- _PROBLEM SET_
1. In the knowledge graph tutorial, which tool is used to interactively visualize the finished knowledge graph?
2. Retype a passage from the knowledge graph tutorial, beginning at the words "Please note that" and stopping after "complex inter-entity relationships.".

- _EXCERPT TO READ_
########################################
ApertureData

Introduction

Welcome back to Part 2 of our tutorial series on automating knowledge graph creation using Google's Gemini 2.5 and ApertureDB! In Part 1, we established a strong foundation by leveraging Gemini's contextual understanding capabilities to extract structured entities from textual documents, deduplicating these entities, and securely storing them within ApertureDB - a powerful multimodal database optimized for managing complex, interconnected data.

Knowledge graphs offer tremendous value by making data relationships explicit and visually intuitive, significantly improving systems like Retrieval-Augmented Generation (RAG) for more accurate and transparent outcomes. Building on the groundwork from Part 1, we’ll now focus on defining clear relationships among the stored entities and visualizing the complete knowledge graph interactively. By the end of this tutorial, you'll have a dynamic and insightful graph visualization ready to enhance your data-driven applications and analyses.

Please note that the code snippets in this blog have been shortened for brevity. You can find the complete code in the Colab Notebook.

Understanding the Components

To build our knowledge graph, we'll use:

ApertureDB: A specialized multimodal database designed to handle structured metadata along with text, embeddings, images, videos, and other rich media. It excels in rapidly querying and managing complex inter-entity relationships.
Gemini 2.5 Flash: Google's cutting-edge large language model (LLM) providing extensive contextual memory and speedy response times, ideal for detailed content extraction and analysis from lengthy documents.
LangChain: An efficient workflow orchestration tool that enables parallel execution of tasks using the RunnableLamba .batch() functionality, speeding up our entire pipeline significantly.

Workflow Overview

Our knowledge graph creation follows a structured workflow:

Entity Class Schema Extraction: Identify general classes and their properties using Gemini.
‍
Entity Instance Extraction: Extract specific instances of these classes in parallel.
‍
Deduplication and ID Assignment: Clean up duplicates and assign unique IDs for each entity.
‍
Insert Entities in ApertureDB: Insert entities into the ApertureDB instance along with all their properties.
‍
Relationship Extraction: Clearly define explicit relationships between entities through Gemini.
‍
Knowledge Graph Creation in ApertureDB: create connections between the entities in ApertureDB.
‍
Visualization: Interactively visualize the constructed knowledge graph using PyVis.

In Part 1, we covered steps 1 - 4. In this part we’ll cover steps 5 - 7, providing detailed insights and practical code snippets to guide you through the creation of your own powerful knowledge graph.

Step 5: Relationship Extraction

Once entities are clearly defined and deduplicated, extracting explicit relationships between them is crucial for constructing a meaningful knowledge graph. Leveraging Gemini’s deep contextual awareness, we accurately identify and describe relationships such as employment, education, or location-based connections. Again, we utilize chunking and parallel processing here because doing this in one go is too difficult, time-consuming and may potentially give lower-quality results. We use the previously-assigned unique IDs here for reference to entities, along with their class name. The powerful capabilities of Gemini 2.5 shine brightest here.
########################################
- _RECORDS PROVIDED_
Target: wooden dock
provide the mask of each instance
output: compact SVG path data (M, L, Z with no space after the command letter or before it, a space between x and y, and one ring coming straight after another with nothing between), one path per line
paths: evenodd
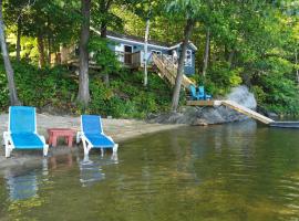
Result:
M227 106L227 107L231 108L231 109L235 109L236 112L245 114L245 115L247 115L247 116L249 116L249 117L251 117L254 119L257 119L257 120L259 120L259 122L261 122L264 124L269 125L270 123L275 122L275 120L272 120L272 119L270 119L270 118L268 118L268 117L266 117L266 116L264 116L264 115L261 115L261 114L259 114L259 113L257 113L257 112L255 112L252 109L249 109L249 108L247 108L245 106L241 106L241 105L237 104L236 102L221 101L221 104L224 106Z
M231 109L235 109L238 113L241 113L244 115L247 115L248 117L251 117L254 119L257 119L264 124L270 125L271 123L275 123L275 120L252 110L249 109L245 106L241 106L239 104L237 104L236 102L233 101L216 101L216 99L212 99L212 101L187 101L187 105L188 106L199 106L199 107L204 107L204 106L227 106Z

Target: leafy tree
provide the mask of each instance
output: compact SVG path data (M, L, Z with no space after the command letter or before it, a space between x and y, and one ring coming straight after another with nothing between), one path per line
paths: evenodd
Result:
M79 93L78 102L84 107L90 102L90 86L89 86L89 40L90 40L90 18L91 18L91 0L81 0L81 35L79 44Z
M0 43L1 43L1 52L2 52L2 57L4 61L7 77L8 77L10 104L20 105L21 103L18 98L18 93L14 85L13 70L10 63L9 53L7 49L4 23L3 23L3 15L2 15L2 0L0 0Z

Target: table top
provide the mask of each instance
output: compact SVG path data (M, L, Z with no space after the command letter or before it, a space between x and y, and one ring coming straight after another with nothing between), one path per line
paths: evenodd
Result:
M48 128L48 131L76 131L76 129L73 128Z

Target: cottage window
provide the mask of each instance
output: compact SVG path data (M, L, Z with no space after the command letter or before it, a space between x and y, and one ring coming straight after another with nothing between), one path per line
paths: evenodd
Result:
M192 50L186 51L185 66L192 66Z

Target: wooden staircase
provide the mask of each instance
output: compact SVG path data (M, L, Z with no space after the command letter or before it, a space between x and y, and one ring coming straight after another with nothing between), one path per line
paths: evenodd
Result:
M158 75L162 78L166 78L171 83L171 85L174 86L177 74L177 65L174 64L173 61L165 54L161 56L153 53L153 62L159 71ZM190 81L186 75L183 75L182 86L184 88L188 88L189 85L195 85L195 83Z

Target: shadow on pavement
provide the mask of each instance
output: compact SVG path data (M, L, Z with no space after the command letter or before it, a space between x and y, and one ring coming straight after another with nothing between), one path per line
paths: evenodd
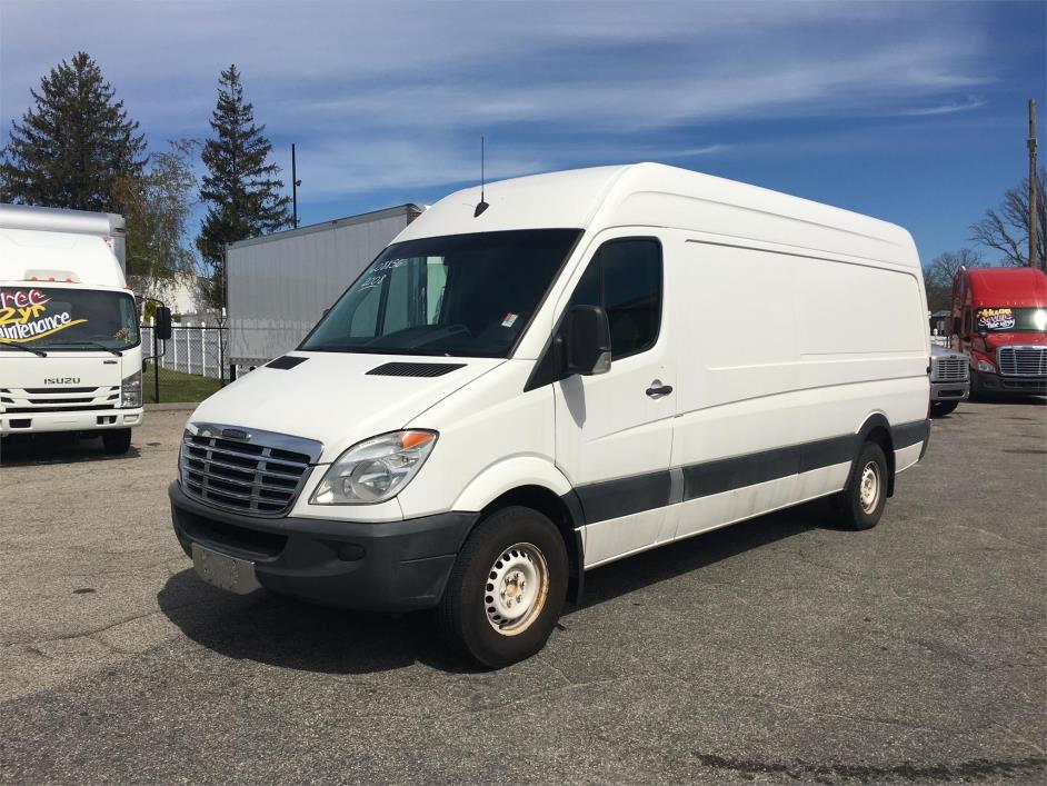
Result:
M808 504L614 563L587 574L584 604L568 606L565 616L826 526L831 526L828 505ZM426 613L326 608L266 590L230 595L191 568L169 578L157 600L186 636L230 658L327 674L385 671L416 661L448 673L479 670L443 645Z
M102 447L101 437L78 438L76 434L8 435L0 441L0 466L73 464L78 461L123 461L138 458L133 445L126 454L111 456Z

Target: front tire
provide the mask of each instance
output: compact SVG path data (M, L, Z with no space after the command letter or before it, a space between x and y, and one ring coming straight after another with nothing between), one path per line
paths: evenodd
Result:
M870 529L887 504L887 457L876 442L861 446L850 481L836 497L840 523L847 529Z
M503 508L462 546L437 624L460 654L488 668L509 666L546 645L567 581L567 548L552 521L530 508Z
M107 454L122 456L131 449L131 429L114 428L110 431L102 431L102 446Z

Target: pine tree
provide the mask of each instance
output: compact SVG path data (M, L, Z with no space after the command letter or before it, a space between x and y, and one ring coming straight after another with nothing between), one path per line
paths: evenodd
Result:
M88 54L77 52L30 90L36 107L12 121L0 162L0 200L113 210L112 183L144 165L144 137Z
M197 248L209 273L207 297L226 302L225 249L231 242L283 229L290 223L290 199L281 196L280 168L267 163L272 145L255 125L255 108L243 100L237 67L221 72L218 106L211 116L216 137L201 156L208 173L200 199L208 205Z

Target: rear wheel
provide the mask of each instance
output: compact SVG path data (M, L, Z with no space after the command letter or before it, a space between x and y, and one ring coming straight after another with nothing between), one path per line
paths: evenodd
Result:
M836 497L840 523L848 529L875 527L887 504L887 457L876 442L866 442L858 454L850 482Z
M114 428L110 431L102 431L102 446L107 454L121 455L131 449L131 429Z
M445 639L501 668L540 650L567 595L564 538L537 510L509 507L480 523L455 561L437 609Z
M959 401L935 401L930 405L930 414L940 418L954 411L957 406L959 406Z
########################################
- _REPLIES_
1. PyVis

2.
Please note that the code snippets in this blog have been shortened for brevity. You can find the complete code in the Colab Notebook.

Understanding the Components

To build our knowledge graph, we'll use:

ApertureDB: A specialized multimodal database designed to handle structured metadata along with text, embeddings, images, videos, and other rich media. It excels in rapidly querying and managing complex inter-entity relationships.